- [Les consignes]
A: Dans la chronique, pourquoi le narrateur se dit-il profondément choqué par les propos de Razibus au journaliste de Madrid ? Répondez en une à trois phrases.
B: Poursuivez la chronique sur Razibus et le roi d'Espagne après sa dernière phrase.

- [Extrait du document]
☆ ☆ ☆ ☆ ☆

"Si tu es amer, plains-t'en." (proverbe gascon)

jeudi 19 janvier 2012

Maison close

Alors qu’elle me servait du thé dans l’intimité de sa jolie maison de Rangoun, confié l’autre jour à mon amie Aung San Suu Kyi mon goût de collectionneur pour les proverbes du monde. Elle m’en a aussitôt offert un de son pays, comme pour l’accrocher à son tour à ma boutonnière : « Tu peux retirer ta jambe, pas la parole qui t’engage ». L’ai resservi au retour à Denise, dont le mollet vagabond semblait squatter mon côté du lit, complice indélicat du décalage horaire pour perturber le repos du globe-trotteur. Sans succès, preuve qu’il arrive à la jambe de l'homme d’être moins prompte au retrait que sa parole ! On raconte que qui perd un membre continue d’en ressentir l'extrémité ; ce n’est pas le cas des engagements pris, qui finissent bien souvent aux oubliettes de la mémoire. Sans démangeaison aucune, j'en porte témoignage. Grâce au ciel, comme l’affirment les Bantous, on court plus vite avec une promesse oubliée que privé d'une jambe ! Les proverbes birmans sont décidément à prendre avec des pincettes...

Ce qui n’était pas le cas ces derniers jours de notre grand Razibus, plutôt nerveux et mal aimable. Une fois n’est pas coutume, j’avoue que ses propos cinglants au journaliste d’une agence de presse à Madrid m’ont profondément choqué. On le sait en effet, je considère qu’en toute circonstance l’homme politique doit mettre un point d’honneur à demeurer avenant, courtois, souriant, à ne jamais laisser percer le mépris, l’agacement ou la haine. Si, grâce à Dieu, on ne m’a jamais vu déroger à ce principe fondamental, je n’en conviens pas moins qu’il était inconvenant qu’un journaliste titillât, par son impertinence, la cicatrice encore vive d'un A dont Rikiki venait d’être amputé, sans anesthésie, par les petits profs de Standard & Poor’s. Pour apaiser la souffrance de notre Tintin national, le bon roi d’Espagne a heureusement pu lui remettre aussitôt l’insigne de l’ordre de la Toison d’or, ersatz de Légion d’honneur chez nos voisins ibères.

☆ ☆ ☆ ☆ ☆

- [Données]
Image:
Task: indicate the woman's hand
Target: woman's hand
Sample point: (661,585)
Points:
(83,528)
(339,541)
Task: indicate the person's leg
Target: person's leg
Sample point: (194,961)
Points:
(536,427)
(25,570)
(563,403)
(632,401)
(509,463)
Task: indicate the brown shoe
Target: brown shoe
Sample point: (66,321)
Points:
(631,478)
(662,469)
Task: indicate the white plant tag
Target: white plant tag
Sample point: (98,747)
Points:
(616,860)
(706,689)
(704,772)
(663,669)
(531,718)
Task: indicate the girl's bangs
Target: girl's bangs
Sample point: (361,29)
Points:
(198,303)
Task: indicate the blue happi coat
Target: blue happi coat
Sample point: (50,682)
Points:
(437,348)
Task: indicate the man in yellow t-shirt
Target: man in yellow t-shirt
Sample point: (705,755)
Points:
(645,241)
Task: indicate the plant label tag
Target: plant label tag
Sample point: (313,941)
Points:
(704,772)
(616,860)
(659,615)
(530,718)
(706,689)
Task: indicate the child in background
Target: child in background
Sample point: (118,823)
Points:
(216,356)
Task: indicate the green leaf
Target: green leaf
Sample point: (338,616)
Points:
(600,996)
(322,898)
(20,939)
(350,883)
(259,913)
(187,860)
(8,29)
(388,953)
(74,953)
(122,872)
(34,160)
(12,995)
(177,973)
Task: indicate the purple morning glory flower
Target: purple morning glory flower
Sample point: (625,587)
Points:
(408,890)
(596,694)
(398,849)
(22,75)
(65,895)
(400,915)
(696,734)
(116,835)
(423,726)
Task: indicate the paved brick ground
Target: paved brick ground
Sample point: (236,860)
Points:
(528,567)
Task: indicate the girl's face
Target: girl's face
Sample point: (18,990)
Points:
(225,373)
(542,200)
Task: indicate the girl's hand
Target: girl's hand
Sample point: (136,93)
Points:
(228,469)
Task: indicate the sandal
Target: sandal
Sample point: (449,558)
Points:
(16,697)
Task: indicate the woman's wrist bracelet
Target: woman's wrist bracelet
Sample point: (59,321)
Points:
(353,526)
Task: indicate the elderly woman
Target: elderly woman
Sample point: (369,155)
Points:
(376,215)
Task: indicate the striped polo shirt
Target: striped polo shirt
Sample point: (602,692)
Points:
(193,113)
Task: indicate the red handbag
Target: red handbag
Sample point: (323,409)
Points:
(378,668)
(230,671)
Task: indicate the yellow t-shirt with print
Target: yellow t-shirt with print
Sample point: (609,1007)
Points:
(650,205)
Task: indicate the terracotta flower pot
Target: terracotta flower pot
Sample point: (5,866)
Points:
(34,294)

☆ ☆ ☆ ☆ ☆

- [Réponses aux exercices]
A: Le narrateur juge qu'un homme politique doit en toute circonstance rester avenant, courtois et souriant, sans jamais laisser percer le mépris, l'agacement ou la haine. Or Razibus a tenu des propos cinglants au journaliste d'une agence de presse à Madrid.

B:
A ce propos, reçu ce matin un texto du président dont je suis la doublure pour la présidentielle. Je le livre au lecteur et à la lectrice, dans toute sa fraîcheur originelle : « JC y m’a promis une médaille o si pour toi qd tu sras Pm. On sé marré ! Youpi avec une toison dor? quel a dit Carla, G du mal à limaginer en fauss blonde avec sa pie ! » Je précise que JC n’est assurément pas Notre Seigneur, mais bien Sa Majesté Juan-Carlos, roi d’Espagne, descendant en ligne directe de Louis le Grand. Bien inoffensif, cet humour puéril est au moins la preuve que notre petit homme va mieux, sans doute requinqué par le succès de son sommet social, qui promet de bousculer les sondages. Cela vaut bien une perruque sans doute, n'en faisons pas un fromage !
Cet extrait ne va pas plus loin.